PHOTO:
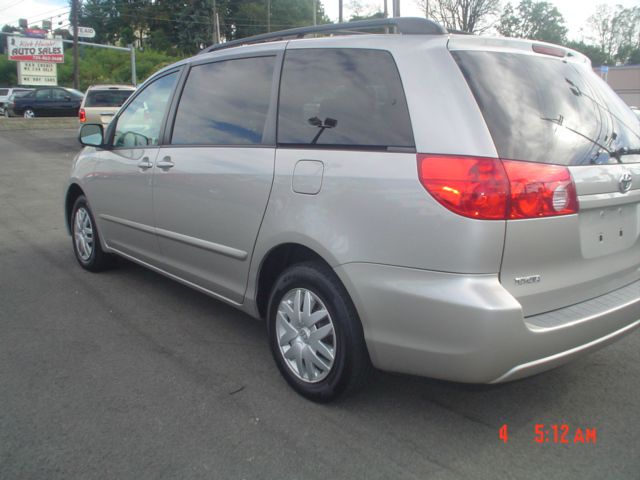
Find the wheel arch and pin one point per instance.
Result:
(73, 192)
(276, 261)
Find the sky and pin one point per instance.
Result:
(575, 12)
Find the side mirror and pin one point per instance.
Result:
(91, 135)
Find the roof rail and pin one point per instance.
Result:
(402, 25)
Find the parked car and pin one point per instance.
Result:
(6, 93)
(101, 102)
(429, 203)
(46, 102)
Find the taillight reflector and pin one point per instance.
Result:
(495, 189)
(540, 190)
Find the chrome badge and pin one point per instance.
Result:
(624, 184)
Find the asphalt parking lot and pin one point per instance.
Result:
(129, 375)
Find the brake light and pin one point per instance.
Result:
(495, 189)
(549, 50)
(540, 190)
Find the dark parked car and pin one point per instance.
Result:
(46, 102)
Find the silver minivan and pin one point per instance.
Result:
(447, 205)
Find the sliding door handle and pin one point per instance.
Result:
(165, 164)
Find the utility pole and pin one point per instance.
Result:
(76, 65)
(396, 8)
(216, 28)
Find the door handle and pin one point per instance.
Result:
(165, 164)
(145, 164)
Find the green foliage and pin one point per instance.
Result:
(97, 66)
(533, 20)
(616, 32)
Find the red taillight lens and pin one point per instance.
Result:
(494, 189)
(540, 190)
(470, 186)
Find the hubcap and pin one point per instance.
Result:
(83, 234)
(306, 335)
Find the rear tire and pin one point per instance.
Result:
(315, 333)
(86, 240)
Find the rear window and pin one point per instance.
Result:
(342, 97)
(107, 98)
(548, 110)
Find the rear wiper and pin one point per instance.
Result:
(560, 121)
(622, 151)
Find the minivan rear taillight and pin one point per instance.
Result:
(494, 189)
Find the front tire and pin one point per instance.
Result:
(86, 240)
(315, 333)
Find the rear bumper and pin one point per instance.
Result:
(468, 328)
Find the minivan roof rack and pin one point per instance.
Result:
(402, 25)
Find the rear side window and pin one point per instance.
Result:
(106, 98)
(342, 97)
(225, 103)
(549, 111)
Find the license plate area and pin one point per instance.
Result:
(604, 231)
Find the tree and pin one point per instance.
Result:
(617, 31)
(533, 20)
(472, 16)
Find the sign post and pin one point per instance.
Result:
(83, 32)
(37, 73)
(26, 49)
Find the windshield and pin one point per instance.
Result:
(550, 111)
(107, 98)
(75, 92)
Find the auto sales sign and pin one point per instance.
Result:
(25, 49)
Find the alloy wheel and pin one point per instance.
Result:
(83, 234)
(306, 335)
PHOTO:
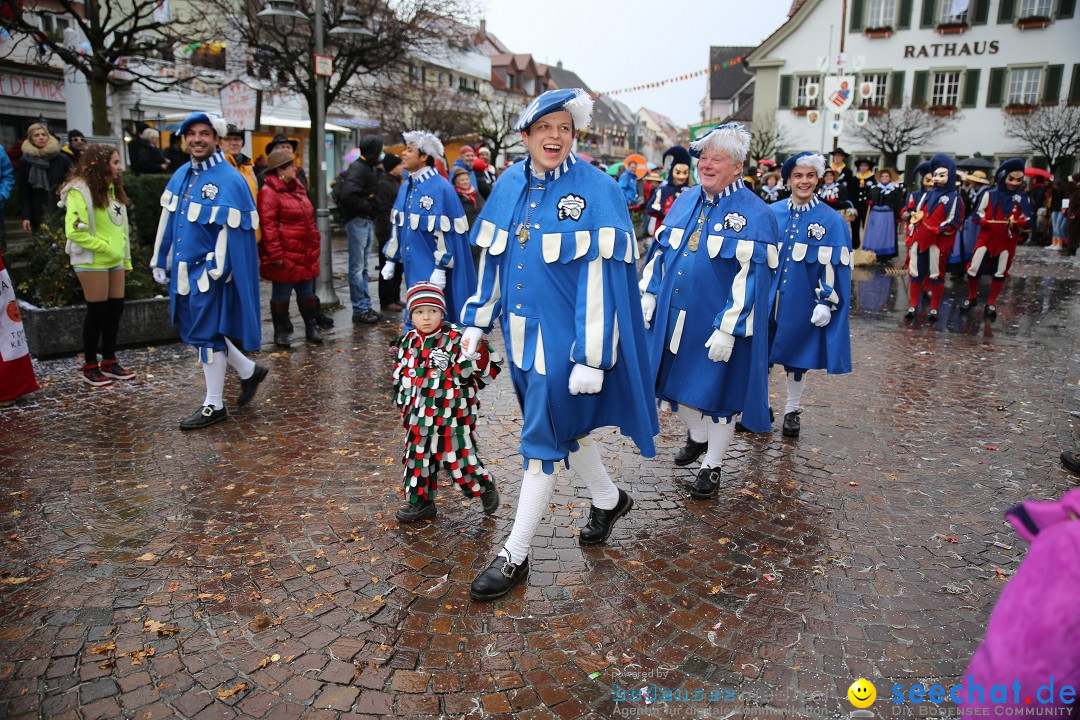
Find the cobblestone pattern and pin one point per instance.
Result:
(255, 570)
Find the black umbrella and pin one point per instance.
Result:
(976, 162)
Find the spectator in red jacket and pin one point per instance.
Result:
(288, 254)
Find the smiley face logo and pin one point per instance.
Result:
(862, 693)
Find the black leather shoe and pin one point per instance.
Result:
(601, 521)
(248, 386)
(490, 499)
(792, 425)
(704, 486)
(204, 417)
(498, 580)
(418, 512)
(690, 451)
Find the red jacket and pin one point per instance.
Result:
(289, 248)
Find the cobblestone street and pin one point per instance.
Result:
(255, 569)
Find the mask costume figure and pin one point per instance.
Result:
(429, 230)
(1001, 215)
(557, 269)
(705, 297)
(809, 323)
(676, 162)
(206, 245)
(935, 219)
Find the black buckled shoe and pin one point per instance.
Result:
(248, 386)
(601, 521)
(792, 424)
(204, 417)
(499, 579)
(706, 483)
(690, 451)
(490, 499)
(420, 511)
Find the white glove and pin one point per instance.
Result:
(821, 315)
(648, 307)
(470, 342)
(719, 344)
(585, 380)
(437, 277)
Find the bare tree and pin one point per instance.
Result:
(768, 138)
(898, 130)
(115, 32)
(1052, 131)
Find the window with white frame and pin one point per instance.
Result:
(801, 82)
(1034, 9)
(880, 83)
(880, 13)
(1024, 85)
(947, 14)
(946, 89)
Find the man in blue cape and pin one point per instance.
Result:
(557, 270)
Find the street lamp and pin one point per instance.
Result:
(283, 14)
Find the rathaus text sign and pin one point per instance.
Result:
(952, 49)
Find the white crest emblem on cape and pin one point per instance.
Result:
(734, 221)
(570, 206)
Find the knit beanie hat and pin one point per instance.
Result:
(424, 294)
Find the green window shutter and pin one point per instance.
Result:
(970, 87)
(996, 87)
(929, 17)
(919, 89)
(856, 15)
(1052, 86)
(981, 12)
(785, 91)
(896, 89)
(904, 23)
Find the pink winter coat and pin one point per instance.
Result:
(289, 248)
(1034, 634)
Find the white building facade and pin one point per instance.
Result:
(995, 57)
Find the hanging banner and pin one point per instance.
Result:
(241, 105)
(839, 92)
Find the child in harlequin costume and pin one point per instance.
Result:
(429, 230)
(557, 269)
(936, 217)
(1001, 215)
(435, 390)
(705, 297)
(206, 244)
(809, 329)
(676, 163)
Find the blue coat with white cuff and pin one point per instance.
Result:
(206, 242)
(565, 296)
(724, 284)
(814, 269)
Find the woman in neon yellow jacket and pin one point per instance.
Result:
(99, 247)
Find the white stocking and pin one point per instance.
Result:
(535, 498)
(719, 437)
(214, 372)
(586, 462)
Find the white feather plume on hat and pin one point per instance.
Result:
(424, 141)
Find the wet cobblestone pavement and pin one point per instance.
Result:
(255, 570)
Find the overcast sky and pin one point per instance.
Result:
(620, 43)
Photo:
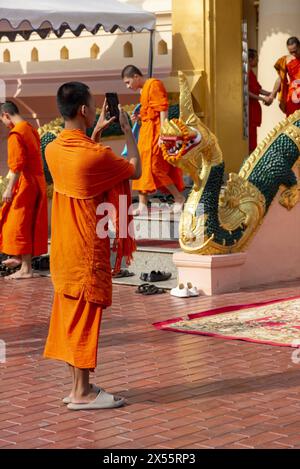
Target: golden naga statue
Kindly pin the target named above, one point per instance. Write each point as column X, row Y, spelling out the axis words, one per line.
column 221, row 219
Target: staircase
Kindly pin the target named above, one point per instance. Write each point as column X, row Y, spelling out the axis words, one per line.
column 157, row 240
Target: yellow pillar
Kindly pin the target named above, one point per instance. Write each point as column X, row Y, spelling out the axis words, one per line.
column 207, row 46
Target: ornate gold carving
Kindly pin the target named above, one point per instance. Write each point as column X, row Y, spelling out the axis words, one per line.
column 235, row 200
column 290, row 197
column 241, row 204
column 54, row 127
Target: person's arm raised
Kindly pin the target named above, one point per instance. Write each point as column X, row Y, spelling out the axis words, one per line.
column 133, row 152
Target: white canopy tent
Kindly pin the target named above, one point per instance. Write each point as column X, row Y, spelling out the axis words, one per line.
column 57, row 16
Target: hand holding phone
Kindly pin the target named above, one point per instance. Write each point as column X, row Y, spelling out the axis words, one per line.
column 112, row 101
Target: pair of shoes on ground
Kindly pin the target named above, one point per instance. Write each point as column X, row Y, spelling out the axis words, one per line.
column 123, row 273
column 182, row 291
column 155, row 276
column 147, row 289
column 104, row 400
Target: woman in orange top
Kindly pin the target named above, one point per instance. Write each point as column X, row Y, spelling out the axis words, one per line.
column 23, row 217
column 86, row 176
column 256, row 94
column 288, row 82
column 157, row 174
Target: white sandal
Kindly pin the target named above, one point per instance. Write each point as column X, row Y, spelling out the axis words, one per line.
column 104, row 400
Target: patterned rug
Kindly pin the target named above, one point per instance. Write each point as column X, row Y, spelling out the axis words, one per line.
column 273, row 323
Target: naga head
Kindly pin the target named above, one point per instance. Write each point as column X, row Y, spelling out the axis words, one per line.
column 186, row 142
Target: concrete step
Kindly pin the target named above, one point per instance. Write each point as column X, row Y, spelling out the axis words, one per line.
column 147, row 259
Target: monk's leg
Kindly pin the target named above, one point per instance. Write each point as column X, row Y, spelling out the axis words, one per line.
column 142, row 207
column 82, row 392
column 25, row 271
column 72, row 372
column 178, row 197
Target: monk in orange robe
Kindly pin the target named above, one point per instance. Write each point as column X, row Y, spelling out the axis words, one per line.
column 23, row 217
column 87, row 176
column 288, row 82
column 157, row 174
column 256, row 94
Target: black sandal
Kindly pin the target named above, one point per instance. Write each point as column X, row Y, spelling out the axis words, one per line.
column 142, row 288
column 153, row 290
column 123, row 273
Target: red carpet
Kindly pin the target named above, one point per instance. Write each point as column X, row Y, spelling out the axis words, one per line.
column 275, row 323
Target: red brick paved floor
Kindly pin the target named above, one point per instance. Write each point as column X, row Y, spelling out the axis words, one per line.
column 184, row 391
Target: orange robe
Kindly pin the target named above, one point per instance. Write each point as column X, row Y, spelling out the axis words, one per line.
column 85, row 174
column 289, row 95
column 255, row 113
column 24, row 221
column 156, row 172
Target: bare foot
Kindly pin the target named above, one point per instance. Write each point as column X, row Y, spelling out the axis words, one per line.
column 91, row 396
column 19, row 275
column 92, row 387
column 12, row 262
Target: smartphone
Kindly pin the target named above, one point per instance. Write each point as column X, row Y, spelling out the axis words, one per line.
column 112, row 101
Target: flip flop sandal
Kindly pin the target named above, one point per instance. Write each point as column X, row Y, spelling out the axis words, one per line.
column 104, row 400
column 123, row 273
column 67, row 399
column 153, row 290
column 142, row 288
column 159, row 276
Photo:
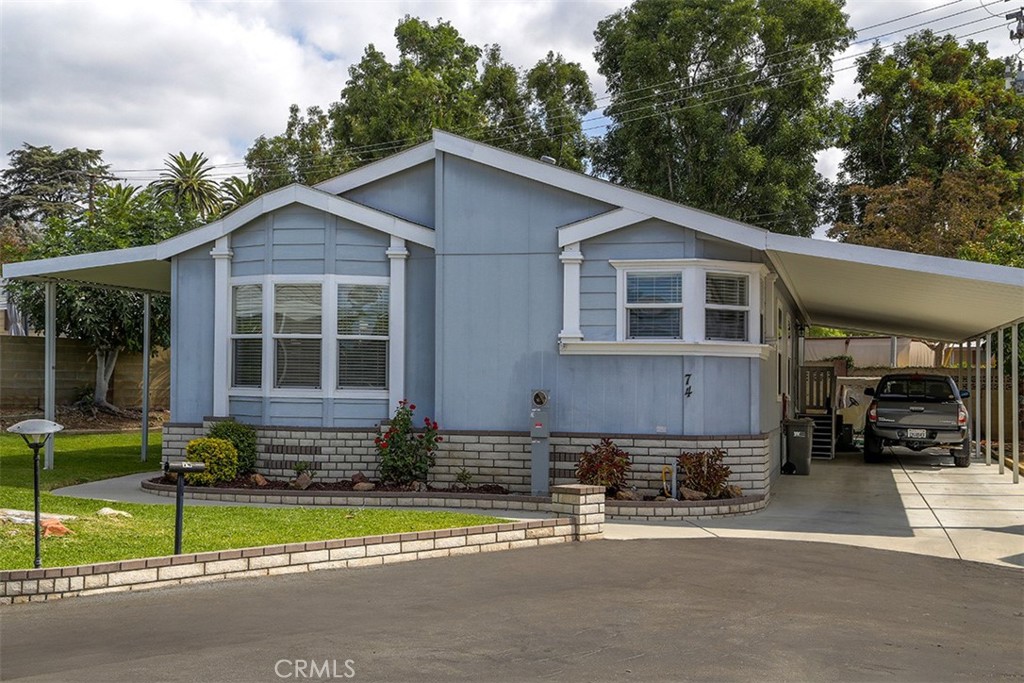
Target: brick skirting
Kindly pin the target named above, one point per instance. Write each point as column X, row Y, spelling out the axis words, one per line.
column 488, row 457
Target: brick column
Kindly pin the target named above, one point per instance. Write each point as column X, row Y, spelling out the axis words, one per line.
column 585, row 505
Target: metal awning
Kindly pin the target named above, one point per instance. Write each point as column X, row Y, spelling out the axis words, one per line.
column 894, row 293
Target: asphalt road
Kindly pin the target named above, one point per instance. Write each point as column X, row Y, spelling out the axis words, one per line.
column 723, row 609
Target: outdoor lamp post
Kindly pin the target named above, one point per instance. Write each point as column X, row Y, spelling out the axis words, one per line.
column 35, row 433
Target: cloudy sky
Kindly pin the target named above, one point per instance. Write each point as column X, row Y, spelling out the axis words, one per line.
column 141, row 79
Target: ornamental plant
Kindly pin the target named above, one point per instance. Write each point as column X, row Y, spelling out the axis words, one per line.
column 705, row 471
column 407, row 455
column 606, row 465
column 220, row 457
column 243, row 437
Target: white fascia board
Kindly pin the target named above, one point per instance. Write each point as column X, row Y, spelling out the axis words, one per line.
column 602, row 190
column 57, row 264
column 379, row 169
column 307, row 197
column 600, row 224
column 888, row 258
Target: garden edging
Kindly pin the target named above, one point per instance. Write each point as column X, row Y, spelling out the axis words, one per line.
column 581, row 517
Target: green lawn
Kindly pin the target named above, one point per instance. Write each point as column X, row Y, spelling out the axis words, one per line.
column 151, row 529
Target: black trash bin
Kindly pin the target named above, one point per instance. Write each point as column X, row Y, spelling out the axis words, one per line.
column 799, row 437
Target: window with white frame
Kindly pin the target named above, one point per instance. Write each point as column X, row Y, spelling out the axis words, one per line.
column 363, row 336
column 247, row 336
column 297, row 335
column 653, row 305
column 726, row 306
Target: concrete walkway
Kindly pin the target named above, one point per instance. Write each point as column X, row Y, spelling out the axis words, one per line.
column 914, row 504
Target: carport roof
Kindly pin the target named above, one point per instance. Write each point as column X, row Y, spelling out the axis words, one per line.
column 835, row 285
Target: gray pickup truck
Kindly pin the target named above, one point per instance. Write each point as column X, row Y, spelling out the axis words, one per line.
column 918, row 412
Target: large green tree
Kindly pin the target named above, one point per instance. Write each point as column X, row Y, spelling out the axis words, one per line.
column 42, row 183
column 438, row 81
column 935, row 151
column 723, row 105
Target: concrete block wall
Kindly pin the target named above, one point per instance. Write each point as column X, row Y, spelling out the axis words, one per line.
column 488, row 457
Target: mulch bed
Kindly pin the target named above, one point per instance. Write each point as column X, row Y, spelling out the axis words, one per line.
column 345, row 485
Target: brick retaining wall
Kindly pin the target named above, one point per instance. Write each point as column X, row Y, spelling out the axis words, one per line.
column 584, row 507
column 488, row 457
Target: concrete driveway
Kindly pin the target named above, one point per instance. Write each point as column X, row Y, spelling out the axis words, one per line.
column 911, row 503
column 708, row 609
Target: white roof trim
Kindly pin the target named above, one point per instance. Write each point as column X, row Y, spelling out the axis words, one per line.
column 421, row 154
column 602, row 190
column 307, row 197
column 600, row 224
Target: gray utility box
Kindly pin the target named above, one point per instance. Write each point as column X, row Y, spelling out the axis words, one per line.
column 799, row 438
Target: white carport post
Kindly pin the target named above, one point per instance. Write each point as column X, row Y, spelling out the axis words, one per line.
column 50, row 367
column 988, row 398
column 977, row 397
column 145, row 375
column 1000, row 421
column 1016, row 393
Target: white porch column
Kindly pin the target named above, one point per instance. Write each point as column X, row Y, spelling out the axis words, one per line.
column 145, row 375
column 988, row 398
column 221, row 254
column 571, row 259
column 397, row 255
column 50, row 368
column 1000, row 374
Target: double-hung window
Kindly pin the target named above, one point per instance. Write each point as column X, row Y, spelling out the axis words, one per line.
column 653, row 305
column 247, row 336
column 297, row 336
column 363, row 336
column 726, row 306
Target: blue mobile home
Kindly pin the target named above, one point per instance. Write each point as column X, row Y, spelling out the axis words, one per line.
column 462, row 278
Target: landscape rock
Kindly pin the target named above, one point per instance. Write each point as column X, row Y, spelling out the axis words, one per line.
column 111, row 512
column 53, row 527
column 690, row 495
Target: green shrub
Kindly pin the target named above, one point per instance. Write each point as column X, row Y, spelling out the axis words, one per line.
column 407, row 456
column 243, row 437
column 220, row 457
column 606, row 465
column 705, row 471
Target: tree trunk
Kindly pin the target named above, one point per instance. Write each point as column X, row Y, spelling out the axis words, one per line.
column 105, row 361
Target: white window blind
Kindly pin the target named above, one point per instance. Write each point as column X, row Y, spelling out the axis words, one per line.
column 247, row 336
column 726, row 306
column 654, row 305
column 363, row 336
column 297, row 336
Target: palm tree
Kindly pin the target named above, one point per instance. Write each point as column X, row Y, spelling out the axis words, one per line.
column 236, row 191
column 186, row 181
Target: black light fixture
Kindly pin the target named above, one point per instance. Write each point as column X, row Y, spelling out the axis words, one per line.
column 35, row 433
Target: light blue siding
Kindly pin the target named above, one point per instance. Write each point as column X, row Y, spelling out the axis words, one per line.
column 359, row 250
column 192, row 335
column 361, row 413
column 408, row 194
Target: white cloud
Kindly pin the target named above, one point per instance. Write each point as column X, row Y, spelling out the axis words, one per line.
column 140, row 80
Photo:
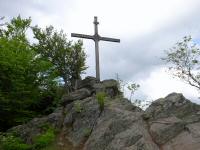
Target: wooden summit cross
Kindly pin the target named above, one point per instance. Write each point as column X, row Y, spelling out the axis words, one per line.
column 96, row 37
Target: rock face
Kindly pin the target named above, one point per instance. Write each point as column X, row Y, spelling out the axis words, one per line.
column 170, row 123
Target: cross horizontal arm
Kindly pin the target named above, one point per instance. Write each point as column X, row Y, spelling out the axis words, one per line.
column 82, row 36
column 109, row 39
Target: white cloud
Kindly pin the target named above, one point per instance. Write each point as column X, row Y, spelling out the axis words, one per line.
column 160, row 83
column 145, row 27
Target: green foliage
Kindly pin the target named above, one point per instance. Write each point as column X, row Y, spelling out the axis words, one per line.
column 44, row 139
column 68, row 59
column 183, row 59
column 77, row 106
column 30, row 73
column 101, row 100
column 10, row 142
column 17, row 74
column 87, row 132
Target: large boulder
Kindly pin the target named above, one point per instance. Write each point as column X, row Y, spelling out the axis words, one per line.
column 170, row 123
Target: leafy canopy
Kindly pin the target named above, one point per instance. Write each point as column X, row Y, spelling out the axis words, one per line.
column 184, row 61
column 68, row 58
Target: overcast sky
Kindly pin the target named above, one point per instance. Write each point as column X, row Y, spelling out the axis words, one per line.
column 146, row 28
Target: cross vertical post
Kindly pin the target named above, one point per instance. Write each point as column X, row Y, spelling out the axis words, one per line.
column 96, row 39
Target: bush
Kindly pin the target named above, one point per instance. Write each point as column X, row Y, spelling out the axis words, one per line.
column 101, row 100
column 45, row 139
column 10, row 142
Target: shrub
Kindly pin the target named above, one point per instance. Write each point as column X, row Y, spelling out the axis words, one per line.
column 45, row 139
column 87, row 132
column 101, row 100
column 10, row 142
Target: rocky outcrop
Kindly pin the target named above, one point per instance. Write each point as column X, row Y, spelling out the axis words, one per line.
column 90, row 86
column 170, row 123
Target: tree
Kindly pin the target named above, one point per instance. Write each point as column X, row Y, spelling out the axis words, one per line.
column 184, row 61
column 24, row 78
column 68, row 58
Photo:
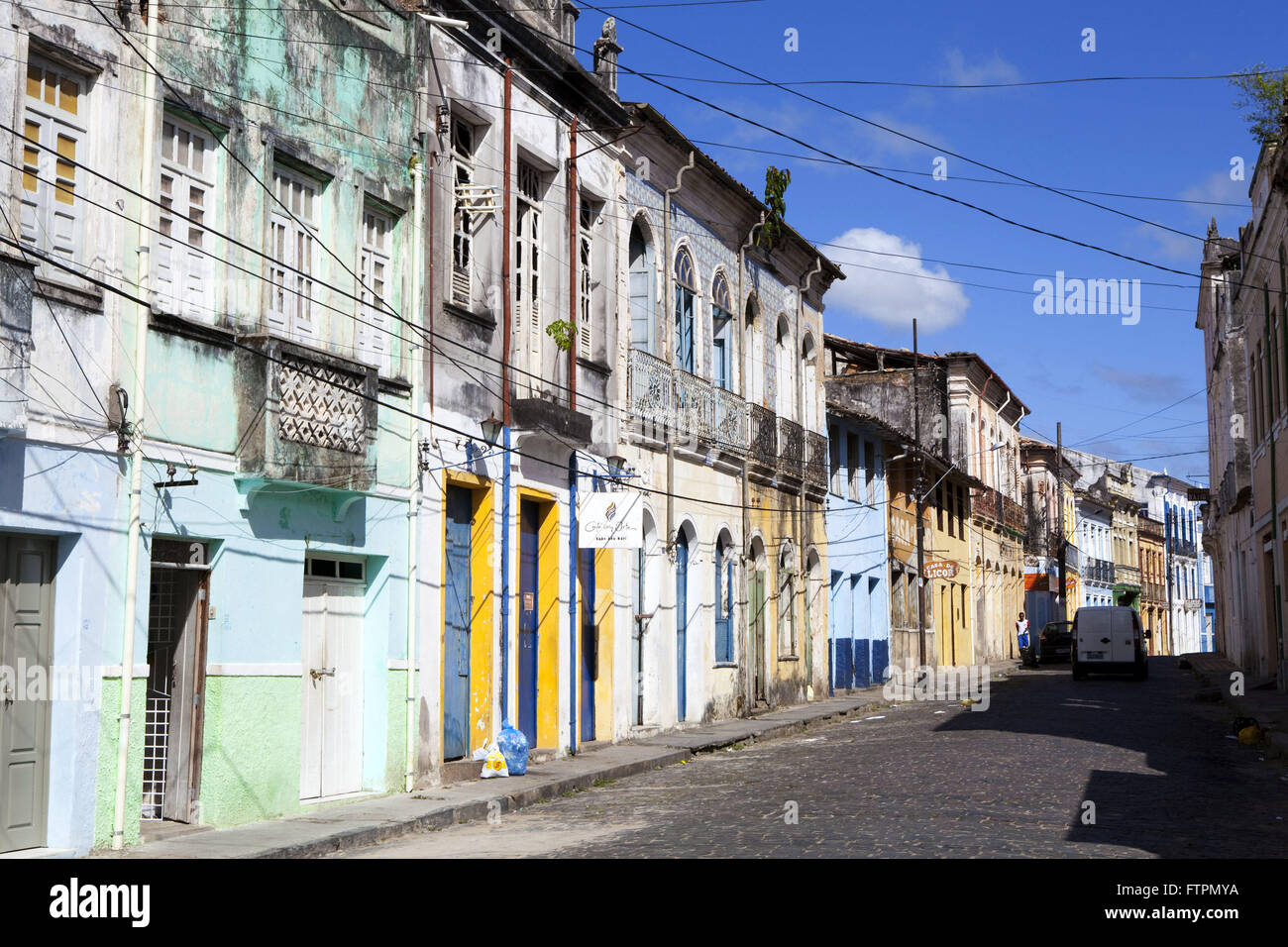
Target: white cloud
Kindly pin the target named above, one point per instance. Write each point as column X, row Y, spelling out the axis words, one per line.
column 986, row 71
column 898, row 286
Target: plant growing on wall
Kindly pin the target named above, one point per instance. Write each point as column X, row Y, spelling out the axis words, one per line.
column 1261, row 99
column 561, row 330
column 776, row 187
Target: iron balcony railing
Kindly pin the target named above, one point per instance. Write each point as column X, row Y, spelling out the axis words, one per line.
column 1099, row 571
column 764, row 434
column 791, row 445
column 687, row 406
column 815, row 460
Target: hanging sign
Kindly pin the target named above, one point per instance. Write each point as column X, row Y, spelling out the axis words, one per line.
column 610, row 521
column 940, row 569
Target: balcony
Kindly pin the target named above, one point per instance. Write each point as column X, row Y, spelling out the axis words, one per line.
column 764, row 436
column 307, row 416
column 686, row 406
column 815, row 462
column 791, row 447
column 1099, row 571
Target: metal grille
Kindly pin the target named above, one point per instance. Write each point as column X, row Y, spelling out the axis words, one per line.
column 649, row 384
column 764, row 436
column 790, row 446
column 322, row 406
column 692, row 405
column 156, row 728
column 730, row 419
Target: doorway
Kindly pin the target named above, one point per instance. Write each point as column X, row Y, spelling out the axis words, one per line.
column 335, row 595
column 178, row 604
column 458, row 608
column 26, row 637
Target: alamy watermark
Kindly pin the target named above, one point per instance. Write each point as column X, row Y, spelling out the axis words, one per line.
column 1076, row 296
column 943, row 684
column 73, row 684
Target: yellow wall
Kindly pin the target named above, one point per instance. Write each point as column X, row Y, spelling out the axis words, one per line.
column 552, row 598
column 482, row 556
column 604, row 622
column 481, row 604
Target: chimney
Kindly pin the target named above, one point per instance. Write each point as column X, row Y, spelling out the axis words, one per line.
column 605, row 55
column 568, row 29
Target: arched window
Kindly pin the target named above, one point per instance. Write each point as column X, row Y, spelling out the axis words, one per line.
column 809, row 367
column 784, row 368
column 787, row 602
column 721, row 342
column 724, row 598
column 686, row 290
column 643, row 324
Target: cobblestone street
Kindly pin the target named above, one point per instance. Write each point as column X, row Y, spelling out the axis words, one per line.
column 935, row 780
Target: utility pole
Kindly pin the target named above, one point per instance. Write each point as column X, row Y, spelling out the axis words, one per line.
column 919, row 501
column 1059, row 505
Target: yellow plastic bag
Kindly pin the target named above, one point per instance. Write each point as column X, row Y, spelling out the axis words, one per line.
column 493, row 766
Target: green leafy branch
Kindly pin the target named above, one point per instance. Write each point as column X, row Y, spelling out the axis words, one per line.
column 1261, row 99
column 776, row 187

> **BRIEF**:
Find the lines of the listing above that hold "foliage". Please copy them.

> **RESULT OF THIS TASK**:
Find the green foliage and pin one point per instance.
Target: green foliage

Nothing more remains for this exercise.